Source data
__________
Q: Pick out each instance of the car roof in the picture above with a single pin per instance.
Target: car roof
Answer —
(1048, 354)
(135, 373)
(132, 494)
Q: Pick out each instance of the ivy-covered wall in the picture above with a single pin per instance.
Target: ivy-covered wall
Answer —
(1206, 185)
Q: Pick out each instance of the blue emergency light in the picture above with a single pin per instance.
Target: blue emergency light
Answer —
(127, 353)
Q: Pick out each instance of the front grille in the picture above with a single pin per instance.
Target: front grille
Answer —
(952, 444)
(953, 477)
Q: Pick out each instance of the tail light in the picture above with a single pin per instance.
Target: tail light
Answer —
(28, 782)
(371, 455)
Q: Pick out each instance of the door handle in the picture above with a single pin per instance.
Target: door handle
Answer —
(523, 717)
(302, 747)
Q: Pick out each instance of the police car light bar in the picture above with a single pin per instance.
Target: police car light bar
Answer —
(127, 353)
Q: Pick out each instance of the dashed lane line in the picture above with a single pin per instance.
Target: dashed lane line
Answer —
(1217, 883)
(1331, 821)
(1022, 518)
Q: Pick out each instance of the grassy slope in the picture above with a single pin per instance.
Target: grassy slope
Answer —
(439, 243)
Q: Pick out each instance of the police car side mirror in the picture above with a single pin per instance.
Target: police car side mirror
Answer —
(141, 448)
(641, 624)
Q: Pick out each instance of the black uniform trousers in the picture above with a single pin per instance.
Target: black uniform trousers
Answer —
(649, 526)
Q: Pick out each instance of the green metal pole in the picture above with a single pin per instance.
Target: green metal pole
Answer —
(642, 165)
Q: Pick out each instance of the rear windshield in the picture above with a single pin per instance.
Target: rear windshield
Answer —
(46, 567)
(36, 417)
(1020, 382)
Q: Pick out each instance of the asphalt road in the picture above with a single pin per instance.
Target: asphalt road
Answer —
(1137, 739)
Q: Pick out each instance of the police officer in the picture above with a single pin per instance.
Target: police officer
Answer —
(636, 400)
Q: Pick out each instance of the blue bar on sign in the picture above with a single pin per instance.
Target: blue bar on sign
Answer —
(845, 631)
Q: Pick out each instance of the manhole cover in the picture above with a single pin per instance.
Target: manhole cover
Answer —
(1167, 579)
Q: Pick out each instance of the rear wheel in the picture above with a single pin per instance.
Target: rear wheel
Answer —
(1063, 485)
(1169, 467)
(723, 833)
__________
In full and without change, transcribe the data above.

Q: Pick out each instance of the car roof in the picture above with a single pin per instance.
Target: car roof
Answer —
(1048, 354)
(135, 373)
(132, 494)
Q: Pick out each instance of the ivy-covered wall in the picture above with a single pin per instance.
Target: ivy-covered wall
Answer —
(1206, 185)
Q: Pick out each instance of the blue emergency light in the picture above with a single pin per instance.
Target: blue emergency light
Answer —
(127, 353)
Q: Pick out each instance of the front grille in the picture above with a single pin per instance.
Target: front grille
Answer —
(952, 444)
(953, 477)
Q: Pick out each instance of the tail light in the picture above with a single pin per instance.
Target: tail light
Answer —
(28, 782)
(371, 455)
Q: Pick out each instance of the door handle in the picture above with a single pin per instance.
Target: door handle
Answer —
(523, 717)
(302, 747)
Q: Pick out each instance of the police car light bar in the picture above with a single pin per instance.
Target: police car light bar
Answer —
(127, 353)
Q: Pick out each instance of the dashed lane line in the picture above with a single pin per instance.
Target: dashed lane line
Answer —
(1217, 883)
(1331, 821)
(1022, 518)
Q: Pick out each instance of the grassy slope in the picture above with a single pin per instance.
Target: grassy slope
Answer —
(439, 243)
Q: Pick out each instance of the police car side mirror in the picture above with a single pin per instance.
Target: police car side mirror
Answer —
(141, 448)
(641, 624)
Q: Pick out each instance of the black uniform trousers in the picture above with a single pin per instance.
Target: black uniform trousers
Answer —
(649, 526)
Q: Pick out each instance of the green metal pole in the picture above with a single pin per instance.
Target: green metal pole
Answer —
(642, 165)
Q: Pick out each instance of the rear windshield in the picture above with a single pin per instance.
Target: rear windshield
Answer —
(46, 567)
(36, 417)
(1020, 382)
Q: Pick out each instance of the asphalt road in the picture above with a single pin per instance.
Target: asphalt road
Answer —
(1137, 739)
Q: Pick out each instance of the police officer in the picture above with a single pin per instance.
Target: police officer
Answer —
(636, 400)
Q: Pick out each instance of the blue bar on sign in the picture above with a single pin per instance.
Target: blue bar on sign
Answer —
(845, 631)
Q: Pick out each instance of the manhole cover in the picture above with a single pin per instance.
Target: manhole cover
Answer —
(1167, 579)
Q: Pick out each instance of the rear wheel in the picture above with a single pin per instance.
Target: rear wheel
Answer —
(1063, 485)
(1169, 467)
(723, 833)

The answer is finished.